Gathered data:
● ● ● ●
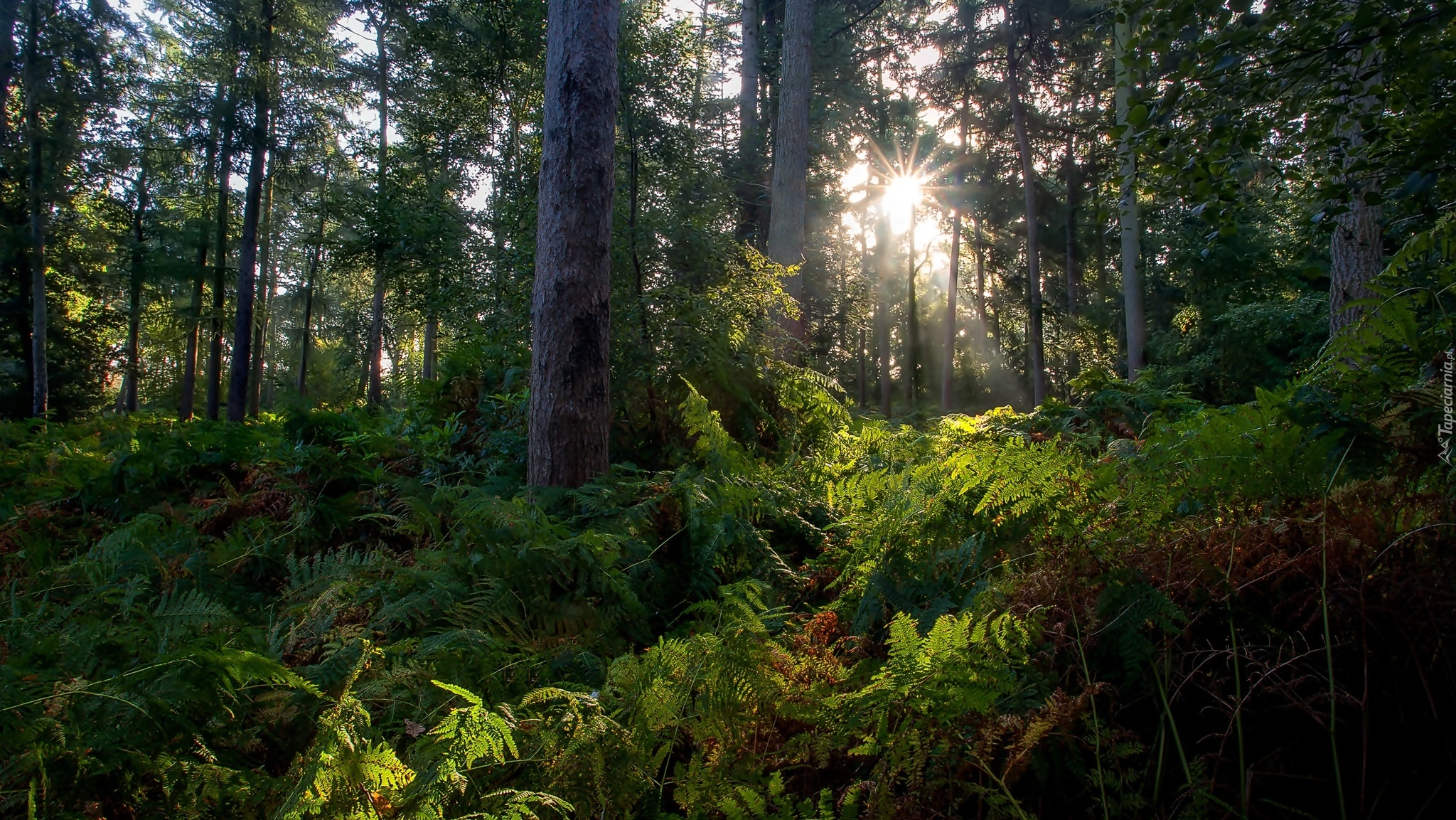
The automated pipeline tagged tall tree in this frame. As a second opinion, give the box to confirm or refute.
[525,0,619,486]
[1005,4,1047,405]
[25,0,51,415]
[1113,4,1147,382]
[1329,9,1385,336]
[738,0,763,239]
[769,0,814,341]
[227,0,274,422]
[207,75,237,421]
[368,0,389,405]
[941,90,971,412]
● ● ● ●
What the exercise asks — Render every line of the listing as a Markdown table with the columns Row and Content, numbering the rows and skipping blank lines. Omit the picture from the table.

Solved exercise —
| Row | Content |
|---|---|
| 1 | The automated pipeline tagged tall tree in this frame. As a second opinion, give the box to confirm or refute. |
| 2 | [525,0,619,486] |
| 3 | [1005,4,1047,405] |
| 4 | [25,0,51,415] |
| 5 | [1113,4,1147,382] |
| 6 | [1329,9,1385,336] |
| 7 | [738,0,763,239] |
| 8 | [769,0,814,341] |
| 9 | [227,0,274,422] |
| 10 | [207,75,237,421] |
| 11 | [368,0,389,405] |
| 12 | [941,90,971,412] |